(PASSAGE PROVIDED)
.....

You have babies barely more than toddlers being dressed up with gowns,tiarras, and make up to simulate a mature female.
You have cheer leading/dancing by high school girls that is only a pole away from being a club act
Waitresses all unbutton one extra because they know cleavage gets tips
And you ask why you are objectified?

You claim we are equal,but then when you or one of your sisters takes a handful of Quaaludes and goes to a frat party, suddenly the as a male the burden of responsibility shifts back to me?  At what point does your sisters responsibility to make responsible decisions come to the forefront? 

I have had sex with many a drunk chick,and I am sure some that I was to drunk to remember. And no I didn't,"get them drunk", any alcohol or drugs they consumed were of their own free will.  Can I say that some where there isn't some gal that had the morning after regrets or done the walk of shame away from my place. Hell no, because I know some I have walked away from feeling that way. But I damn well know that I didn't rape or victimize them in any way!

I have no sympathy for the asshole who drugs a girl without her knowledge.


----------



## HiDesertHal (Jun 20, 2017)

OK, Dr. Shalimar...you've got my interest up, so let's see a picture of you at your Piano!

Thank You,
High Desert Harold


----------



## Shalimar (Jun 20, 2017)

HiDesertHal said:


> OK, Dr. Shalimar...you've got my interest up, so let's see a picture of you at your Piano!
> 
> Thank You,
> High Desert Harold


I would love to oblige, HDH, unfortunately, this ancient IPad won't allow me to take pics. Je regrette....


----------



## HiDesertHal (Jun 20, 2017)

Well then, how about emailing me a picture that you have in your Computer files?

colt45hal@aol.com

HDH


----------



## Shalimar (Jun 20, 2017)

HiDesertHal said:


> Well then, how about emailing me a picture that you have in your Computer files?
> 
> colt45hal@aol.com
> 
> HDH


Again, he regrette, je suis triste, I don't have any. I really need to upgrade to a new iPad!


----------



## IKE (Jun 20, 2017)

Shalimar said:


> I would love to oblige, HDH, unfortunately, this ancient IPad won't allow me to take pics. Je regrette....



That's okay girl, no biggie.......actually once you've seen one attractive, red headed mermaid playing a piano you've seen em all anyway.


----------



## Shalimar (Jun 20, 2017)

IKE said:


> That's okay girl, no biggie.......actually once you've seen one attractive, red headed mermaid playing a piano you've seen em all anyway.


Lulz. Ike, you are fun!


----------



## hauntedtexan (Jun 20, 2017)

Pattypan said:


> Here's the thing.  We have a ****** predator in the WH.  Why? Because we choose him over a qualified stateswoman because people carried on about her being a liar and a nasty woman that outta be in jail!  Bottom line?  Women are liars.  Therefore, we shouldn't believe them.  Those women probably came on to poor Bill anyway.  He was the victim. They asked for it!   He's a father figure.  America's beloved Dad!  Who you gonna trust?  All those lying women or dear old dad?  Especially on fathers day!
> 
> BTW, I put a hung jury in the same category as undecided voters.  Really?  You have no clue to who is lying or who you'd like to win the election?  You simply can't decide?  It's just too much for you? I have an idea.  Either spit or get off the pot.  Do your job or don't take on the job to begin with.

.....

(Object location annotation data)
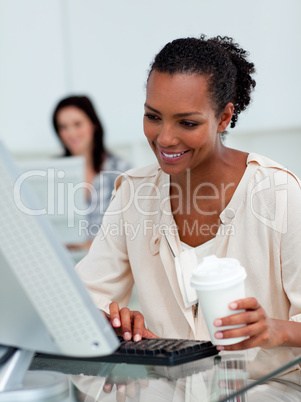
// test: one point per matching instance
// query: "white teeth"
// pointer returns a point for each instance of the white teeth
(173, 155)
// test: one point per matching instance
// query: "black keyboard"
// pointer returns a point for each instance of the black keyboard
(155, 352)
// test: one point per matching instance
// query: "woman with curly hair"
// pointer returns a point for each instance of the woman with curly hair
(204, 197)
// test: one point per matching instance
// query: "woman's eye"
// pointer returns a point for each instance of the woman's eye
(150, 116)
(188, 124)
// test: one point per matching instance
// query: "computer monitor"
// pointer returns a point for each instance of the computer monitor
(44, 306)
(59, 184)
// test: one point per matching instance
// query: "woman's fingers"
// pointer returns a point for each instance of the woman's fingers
(128, 324)
(114, 315)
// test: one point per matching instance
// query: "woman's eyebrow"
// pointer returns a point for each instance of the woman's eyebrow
(186, 114)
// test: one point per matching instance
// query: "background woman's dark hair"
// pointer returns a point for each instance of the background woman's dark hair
(84, 103)
(221, 60)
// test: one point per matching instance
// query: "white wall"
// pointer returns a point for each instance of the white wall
(51, 48)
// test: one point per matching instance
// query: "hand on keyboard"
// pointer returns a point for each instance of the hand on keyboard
(128, 324)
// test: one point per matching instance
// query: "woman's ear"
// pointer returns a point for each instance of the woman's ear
(225, 117)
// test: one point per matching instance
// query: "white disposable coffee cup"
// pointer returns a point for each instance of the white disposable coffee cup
(218, 282)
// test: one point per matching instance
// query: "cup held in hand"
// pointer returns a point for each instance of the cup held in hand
(218, 282)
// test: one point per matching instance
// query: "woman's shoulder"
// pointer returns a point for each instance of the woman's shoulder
(269, 167)
(115, 164)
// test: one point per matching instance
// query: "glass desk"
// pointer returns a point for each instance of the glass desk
(229, 376)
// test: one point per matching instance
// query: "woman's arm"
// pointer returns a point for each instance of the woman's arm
(261, 330)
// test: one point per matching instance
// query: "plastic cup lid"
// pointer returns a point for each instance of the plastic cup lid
(216, 272)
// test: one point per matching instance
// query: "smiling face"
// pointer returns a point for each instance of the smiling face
(76, 130)
(180, 123)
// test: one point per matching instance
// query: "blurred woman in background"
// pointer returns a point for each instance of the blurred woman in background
(81, 134)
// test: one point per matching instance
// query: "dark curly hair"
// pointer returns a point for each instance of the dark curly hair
(221, 60)
(84, 103)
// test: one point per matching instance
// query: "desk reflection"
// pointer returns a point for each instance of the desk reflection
(192, 382)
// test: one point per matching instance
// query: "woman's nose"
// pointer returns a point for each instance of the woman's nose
(167, 136)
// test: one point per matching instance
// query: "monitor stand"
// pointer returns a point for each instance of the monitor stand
(18, 384)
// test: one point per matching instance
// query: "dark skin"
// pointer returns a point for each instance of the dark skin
(182, 128)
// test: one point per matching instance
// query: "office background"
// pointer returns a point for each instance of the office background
(53, 48)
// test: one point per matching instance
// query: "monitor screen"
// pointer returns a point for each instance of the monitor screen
(44, 306)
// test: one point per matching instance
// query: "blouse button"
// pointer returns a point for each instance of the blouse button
(230, 213)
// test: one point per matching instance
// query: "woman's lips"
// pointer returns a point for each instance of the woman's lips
(172, 156)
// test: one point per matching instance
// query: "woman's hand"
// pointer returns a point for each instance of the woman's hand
(128, 324)
(261, 330)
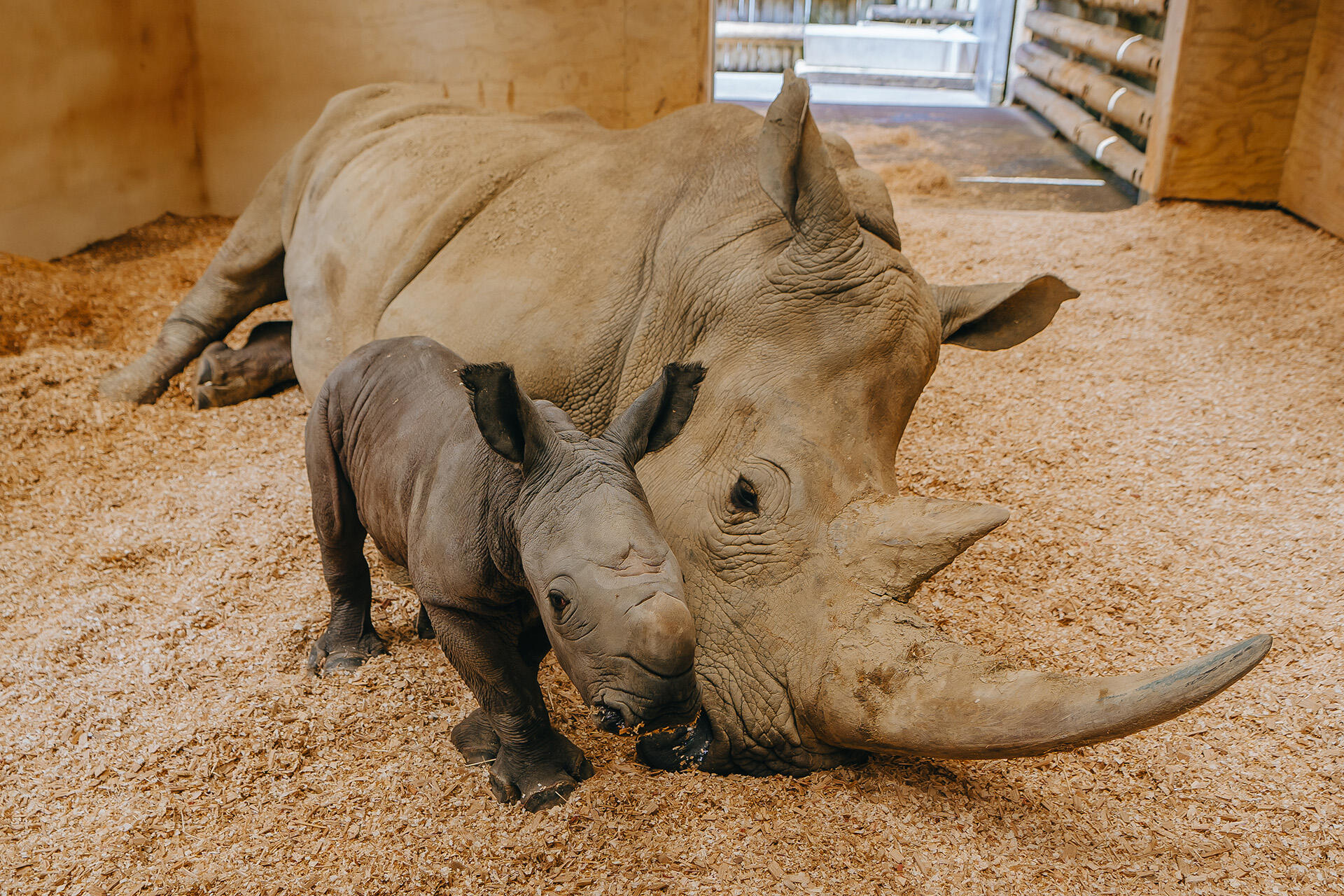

.....

(STATED TASK) Please list each distinct username that appears in a post header of the forum thread, where a name is followed by a date in parentheses. The records aren't needed for this work.

(OUTPUT BELOW) HiDesertHal, Shalimar, IKE, hauntedtexan